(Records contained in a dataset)
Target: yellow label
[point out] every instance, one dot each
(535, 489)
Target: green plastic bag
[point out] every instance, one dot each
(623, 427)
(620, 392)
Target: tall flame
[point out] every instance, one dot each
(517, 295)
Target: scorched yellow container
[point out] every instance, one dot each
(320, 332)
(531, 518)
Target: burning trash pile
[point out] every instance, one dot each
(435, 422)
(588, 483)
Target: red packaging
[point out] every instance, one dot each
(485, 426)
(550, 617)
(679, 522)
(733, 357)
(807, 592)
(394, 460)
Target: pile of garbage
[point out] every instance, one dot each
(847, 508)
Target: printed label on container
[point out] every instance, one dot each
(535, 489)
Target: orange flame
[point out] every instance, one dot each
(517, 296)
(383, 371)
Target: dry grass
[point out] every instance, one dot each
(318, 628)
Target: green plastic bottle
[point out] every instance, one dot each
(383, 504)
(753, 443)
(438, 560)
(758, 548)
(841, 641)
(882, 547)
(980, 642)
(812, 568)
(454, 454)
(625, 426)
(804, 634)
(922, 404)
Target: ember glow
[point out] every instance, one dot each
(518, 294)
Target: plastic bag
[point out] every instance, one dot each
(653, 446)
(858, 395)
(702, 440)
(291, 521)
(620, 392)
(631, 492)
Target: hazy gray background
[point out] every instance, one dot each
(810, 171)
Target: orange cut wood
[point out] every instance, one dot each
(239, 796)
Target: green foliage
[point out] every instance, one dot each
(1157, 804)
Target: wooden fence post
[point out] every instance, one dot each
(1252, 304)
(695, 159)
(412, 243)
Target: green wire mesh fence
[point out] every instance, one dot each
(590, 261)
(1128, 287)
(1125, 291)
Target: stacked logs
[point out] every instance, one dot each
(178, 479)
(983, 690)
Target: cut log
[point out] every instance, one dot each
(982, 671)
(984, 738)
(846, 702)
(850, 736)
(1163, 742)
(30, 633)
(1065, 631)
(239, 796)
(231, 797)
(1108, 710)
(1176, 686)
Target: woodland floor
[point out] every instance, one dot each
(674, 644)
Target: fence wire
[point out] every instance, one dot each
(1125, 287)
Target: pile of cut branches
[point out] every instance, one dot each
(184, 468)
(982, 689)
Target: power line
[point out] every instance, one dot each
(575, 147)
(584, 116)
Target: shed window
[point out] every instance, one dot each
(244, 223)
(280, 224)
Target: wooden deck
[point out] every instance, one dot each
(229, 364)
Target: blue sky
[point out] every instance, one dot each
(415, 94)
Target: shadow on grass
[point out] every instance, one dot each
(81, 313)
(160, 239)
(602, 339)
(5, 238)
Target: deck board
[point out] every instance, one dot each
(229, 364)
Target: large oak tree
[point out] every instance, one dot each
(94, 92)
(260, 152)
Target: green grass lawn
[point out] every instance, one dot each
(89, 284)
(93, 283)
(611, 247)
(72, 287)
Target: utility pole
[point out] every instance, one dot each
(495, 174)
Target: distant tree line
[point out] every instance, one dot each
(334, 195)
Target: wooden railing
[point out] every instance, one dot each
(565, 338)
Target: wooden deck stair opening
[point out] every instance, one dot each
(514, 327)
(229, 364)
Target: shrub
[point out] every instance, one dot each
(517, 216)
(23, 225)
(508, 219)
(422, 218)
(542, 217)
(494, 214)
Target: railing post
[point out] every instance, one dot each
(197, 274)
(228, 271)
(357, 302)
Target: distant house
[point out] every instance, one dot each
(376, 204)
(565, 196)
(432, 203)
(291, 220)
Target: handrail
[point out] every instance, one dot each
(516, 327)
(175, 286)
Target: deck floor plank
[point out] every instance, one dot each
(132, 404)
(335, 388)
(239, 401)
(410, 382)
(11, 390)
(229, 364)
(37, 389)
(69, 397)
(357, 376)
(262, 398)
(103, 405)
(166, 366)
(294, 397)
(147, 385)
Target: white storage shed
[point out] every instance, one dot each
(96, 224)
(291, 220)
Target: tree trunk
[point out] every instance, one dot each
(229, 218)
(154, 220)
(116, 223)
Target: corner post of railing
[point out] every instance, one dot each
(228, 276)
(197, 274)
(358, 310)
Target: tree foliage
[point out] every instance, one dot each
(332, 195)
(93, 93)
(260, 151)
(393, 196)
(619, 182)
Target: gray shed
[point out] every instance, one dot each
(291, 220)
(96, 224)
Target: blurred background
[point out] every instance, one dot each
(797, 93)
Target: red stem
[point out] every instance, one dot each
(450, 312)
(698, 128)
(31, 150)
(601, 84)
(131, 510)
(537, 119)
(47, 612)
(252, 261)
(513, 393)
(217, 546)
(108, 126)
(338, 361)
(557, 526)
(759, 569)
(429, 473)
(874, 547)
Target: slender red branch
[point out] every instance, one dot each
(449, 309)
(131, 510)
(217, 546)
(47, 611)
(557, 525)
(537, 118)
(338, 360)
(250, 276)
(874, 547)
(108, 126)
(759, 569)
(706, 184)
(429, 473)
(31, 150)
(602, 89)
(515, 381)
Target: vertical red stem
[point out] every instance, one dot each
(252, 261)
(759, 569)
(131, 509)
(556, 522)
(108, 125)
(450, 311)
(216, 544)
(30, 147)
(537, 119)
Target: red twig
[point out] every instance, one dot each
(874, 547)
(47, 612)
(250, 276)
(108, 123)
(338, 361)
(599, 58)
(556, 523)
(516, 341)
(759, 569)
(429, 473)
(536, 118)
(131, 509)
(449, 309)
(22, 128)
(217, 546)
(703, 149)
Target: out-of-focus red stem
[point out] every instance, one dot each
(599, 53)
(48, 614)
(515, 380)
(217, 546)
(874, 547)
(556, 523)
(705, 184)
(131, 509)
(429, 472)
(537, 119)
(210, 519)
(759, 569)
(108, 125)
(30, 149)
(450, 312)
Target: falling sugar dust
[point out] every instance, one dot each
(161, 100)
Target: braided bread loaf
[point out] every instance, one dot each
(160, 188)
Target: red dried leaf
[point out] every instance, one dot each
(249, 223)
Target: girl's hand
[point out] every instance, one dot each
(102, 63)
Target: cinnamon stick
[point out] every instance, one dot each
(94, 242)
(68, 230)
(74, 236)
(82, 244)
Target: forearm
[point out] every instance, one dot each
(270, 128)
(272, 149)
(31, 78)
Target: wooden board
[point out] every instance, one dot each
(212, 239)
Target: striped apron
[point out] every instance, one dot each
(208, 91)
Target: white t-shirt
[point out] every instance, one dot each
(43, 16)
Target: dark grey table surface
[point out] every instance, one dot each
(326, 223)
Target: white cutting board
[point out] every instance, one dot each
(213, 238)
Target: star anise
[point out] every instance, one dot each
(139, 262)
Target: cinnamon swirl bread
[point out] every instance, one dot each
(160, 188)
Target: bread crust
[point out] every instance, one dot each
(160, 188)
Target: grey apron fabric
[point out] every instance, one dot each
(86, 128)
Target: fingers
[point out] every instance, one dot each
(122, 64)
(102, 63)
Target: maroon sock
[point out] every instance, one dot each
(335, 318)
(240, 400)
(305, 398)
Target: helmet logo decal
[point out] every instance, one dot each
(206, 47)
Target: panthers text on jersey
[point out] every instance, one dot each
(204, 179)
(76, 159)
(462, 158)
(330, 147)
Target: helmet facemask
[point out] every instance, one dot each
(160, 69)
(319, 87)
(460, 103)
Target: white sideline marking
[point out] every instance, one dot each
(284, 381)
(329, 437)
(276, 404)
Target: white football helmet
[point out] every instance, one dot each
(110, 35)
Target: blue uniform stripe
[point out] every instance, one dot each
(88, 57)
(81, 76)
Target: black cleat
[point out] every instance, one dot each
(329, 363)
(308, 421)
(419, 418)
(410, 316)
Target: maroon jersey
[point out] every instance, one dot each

# Instructions to follow
Find the word "apron" in the entries, then copy out every line that has it.

# Solution for this task
Target: striped apron
Target: grey apron fabric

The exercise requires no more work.